§ **What this task involves**
Identify every line of the data that contains the word "spire", and copy each of those lines.

-- BEGIN Available data --

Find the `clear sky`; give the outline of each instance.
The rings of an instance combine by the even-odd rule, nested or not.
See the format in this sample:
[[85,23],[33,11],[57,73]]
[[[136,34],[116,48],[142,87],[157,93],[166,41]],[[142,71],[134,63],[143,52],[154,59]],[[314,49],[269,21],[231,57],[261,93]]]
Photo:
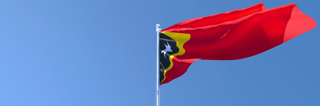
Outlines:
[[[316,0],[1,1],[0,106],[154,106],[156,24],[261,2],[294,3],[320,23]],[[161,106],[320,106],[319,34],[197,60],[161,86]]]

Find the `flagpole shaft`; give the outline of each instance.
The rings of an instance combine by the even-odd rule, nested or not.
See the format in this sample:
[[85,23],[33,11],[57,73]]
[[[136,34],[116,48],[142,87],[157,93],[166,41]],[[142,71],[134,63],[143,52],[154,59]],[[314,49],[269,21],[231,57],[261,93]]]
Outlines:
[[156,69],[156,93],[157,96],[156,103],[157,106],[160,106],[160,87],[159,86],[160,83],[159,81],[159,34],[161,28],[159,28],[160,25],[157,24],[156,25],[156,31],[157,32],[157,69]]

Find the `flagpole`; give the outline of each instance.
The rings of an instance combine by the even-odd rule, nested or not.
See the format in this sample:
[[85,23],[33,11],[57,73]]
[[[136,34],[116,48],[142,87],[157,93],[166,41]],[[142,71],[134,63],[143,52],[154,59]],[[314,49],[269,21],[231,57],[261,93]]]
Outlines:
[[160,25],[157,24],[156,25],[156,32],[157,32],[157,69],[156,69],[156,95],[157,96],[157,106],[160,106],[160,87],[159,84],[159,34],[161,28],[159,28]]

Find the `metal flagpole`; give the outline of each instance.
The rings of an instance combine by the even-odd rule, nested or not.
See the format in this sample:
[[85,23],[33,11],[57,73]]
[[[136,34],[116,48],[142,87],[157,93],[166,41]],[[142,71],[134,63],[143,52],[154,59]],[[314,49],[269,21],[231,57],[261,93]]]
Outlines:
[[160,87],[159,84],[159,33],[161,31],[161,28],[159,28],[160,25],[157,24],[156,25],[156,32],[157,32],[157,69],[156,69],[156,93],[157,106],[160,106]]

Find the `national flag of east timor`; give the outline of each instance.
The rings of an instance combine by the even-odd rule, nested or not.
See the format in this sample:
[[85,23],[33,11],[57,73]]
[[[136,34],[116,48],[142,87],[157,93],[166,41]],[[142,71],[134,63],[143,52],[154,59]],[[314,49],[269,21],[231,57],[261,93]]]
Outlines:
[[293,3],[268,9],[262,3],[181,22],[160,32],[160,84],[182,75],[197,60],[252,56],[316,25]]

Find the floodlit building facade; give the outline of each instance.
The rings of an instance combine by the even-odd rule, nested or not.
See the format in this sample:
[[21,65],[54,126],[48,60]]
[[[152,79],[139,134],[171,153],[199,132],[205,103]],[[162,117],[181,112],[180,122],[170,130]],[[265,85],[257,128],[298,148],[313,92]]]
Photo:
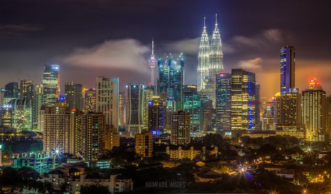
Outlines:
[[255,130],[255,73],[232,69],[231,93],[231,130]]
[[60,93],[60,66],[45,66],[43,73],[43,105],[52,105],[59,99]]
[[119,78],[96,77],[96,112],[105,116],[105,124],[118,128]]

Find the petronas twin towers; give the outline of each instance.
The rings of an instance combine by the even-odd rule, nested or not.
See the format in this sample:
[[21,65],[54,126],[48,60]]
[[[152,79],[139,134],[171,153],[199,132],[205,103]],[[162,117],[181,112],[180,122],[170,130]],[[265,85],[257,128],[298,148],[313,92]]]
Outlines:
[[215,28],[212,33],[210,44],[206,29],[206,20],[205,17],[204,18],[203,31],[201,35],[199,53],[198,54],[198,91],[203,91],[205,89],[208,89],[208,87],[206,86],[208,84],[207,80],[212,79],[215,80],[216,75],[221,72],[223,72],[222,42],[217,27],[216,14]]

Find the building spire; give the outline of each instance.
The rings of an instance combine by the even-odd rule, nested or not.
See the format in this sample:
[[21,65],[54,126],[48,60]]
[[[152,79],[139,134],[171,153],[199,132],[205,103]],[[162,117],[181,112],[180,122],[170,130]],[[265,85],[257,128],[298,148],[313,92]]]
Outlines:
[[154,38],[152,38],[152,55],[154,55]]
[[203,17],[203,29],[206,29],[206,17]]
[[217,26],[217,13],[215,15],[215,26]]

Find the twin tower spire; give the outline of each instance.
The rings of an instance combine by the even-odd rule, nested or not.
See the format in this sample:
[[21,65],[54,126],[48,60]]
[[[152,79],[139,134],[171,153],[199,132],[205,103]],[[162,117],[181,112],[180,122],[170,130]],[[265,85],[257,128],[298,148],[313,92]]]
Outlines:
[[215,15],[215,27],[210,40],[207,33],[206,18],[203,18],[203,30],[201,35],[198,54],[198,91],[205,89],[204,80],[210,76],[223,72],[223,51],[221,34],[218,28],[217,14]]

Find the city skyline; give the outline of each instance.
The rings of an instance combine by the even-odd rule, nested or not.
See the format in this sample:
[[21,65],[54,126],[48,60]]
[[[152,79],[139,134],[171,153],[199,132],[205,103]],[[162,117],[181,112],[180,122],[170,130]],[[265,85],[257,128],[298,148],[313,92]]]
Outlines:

-- END Available data --

§ **Answer to this exercise**
Find the building spire; give the outline of each instance.
Find the twin tower spire; give the outline of each instance.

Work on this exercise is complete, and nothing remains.